PAGE:
----------------

In terms of Dirichlet series,

$\sum_{n\ge 1} \frac{\mu(n)}{n^s} = \frac{1}{\zeta(s)}.$

The Riemann Zeta function ζ(s) will appear in all convolutions presented here.

Second example: the classic totient identity

We show that

$\varphi \, * \, 1 = n.$

The left is

$\sum_{w=0}^v \varphi(p^w) = 1 + \sum_{w=1}^v \left( p^w - p^{w-1} \right) = 1 + p^v - 1 = n, \quad \mbox{QED.}$

In terms of Dirichlet series,

$\sum_{n\ge 1} \frac{\varphi(n)}{n^s} = \frac{\zeta(s-1)}{\zeta(s)}.$

Third example: the square of the divisor function

We show that

$d^2 \, * \, 1_C = d \, * \, d,$

where 1C is the indicator function of the set of naturals that are squares.

----------------

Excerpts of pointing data
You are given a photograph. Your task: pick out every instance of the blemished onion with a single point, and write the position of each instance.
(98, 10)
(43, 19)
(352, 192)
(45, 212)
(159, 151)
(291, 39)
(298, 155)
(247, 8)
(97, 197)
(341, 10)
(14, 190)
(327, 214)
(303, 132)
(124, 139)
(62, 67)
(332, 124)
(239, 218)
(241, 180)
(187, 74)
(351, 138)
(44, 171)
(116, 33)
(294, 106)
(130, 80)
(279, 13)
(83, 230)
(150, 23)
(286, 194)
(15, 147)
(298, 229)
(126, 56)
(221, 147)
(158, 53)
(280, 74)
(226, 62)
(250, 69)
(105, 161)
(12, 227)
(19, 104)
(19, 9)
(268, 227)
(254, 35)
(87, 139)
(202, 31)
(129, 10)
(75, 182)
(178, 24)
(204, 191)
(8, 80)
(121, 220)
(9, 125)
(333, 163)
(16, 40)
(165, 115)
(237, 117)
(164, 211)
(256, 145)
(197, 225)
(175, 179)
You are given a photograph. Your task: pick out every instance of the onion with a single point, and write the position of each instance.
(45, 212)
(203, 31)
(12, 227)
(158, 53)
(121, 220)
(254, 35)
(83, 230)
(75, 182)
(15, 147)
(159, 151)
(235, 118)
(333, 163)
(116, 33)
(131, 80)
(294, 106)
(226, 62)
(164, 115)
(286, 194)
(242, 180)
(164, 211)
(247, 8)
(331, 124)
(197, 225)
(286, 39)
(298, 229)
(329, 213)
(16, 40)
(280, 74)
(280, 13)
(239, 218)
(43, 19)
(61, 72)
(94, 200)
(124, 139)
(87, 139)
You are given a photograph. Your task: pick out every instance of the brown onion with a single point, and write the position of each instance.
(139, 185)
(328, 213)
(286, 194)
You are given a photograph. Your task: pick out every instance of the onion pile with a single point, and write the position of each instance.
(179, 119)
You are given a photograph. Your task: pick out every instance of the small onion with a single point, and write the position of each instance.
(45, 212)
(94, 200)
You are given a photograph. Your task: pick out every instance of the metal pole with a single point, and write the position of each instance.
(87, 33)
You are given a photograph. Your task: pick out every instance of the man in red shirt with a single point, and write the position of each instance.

----------------

EXERCISES:
1. Return the passage of the excerpt on Dirichlet convolutions that runs from "Third example: the" to "that are squares.", word for word.
2. In the excerpt on Dirichlet convolutions, shorten the paragraph beginning "The Riemann Zeta function" while keeping its main point.

THE RESPONSES:
1.
Third example: the square of the divisor function

We show that

$d^2 \, * \, 1_C = d \, * \, d,$

where 1C is the indicator function of the set of naturals that are squares.

2. ζ(s) appears in every convolution shown.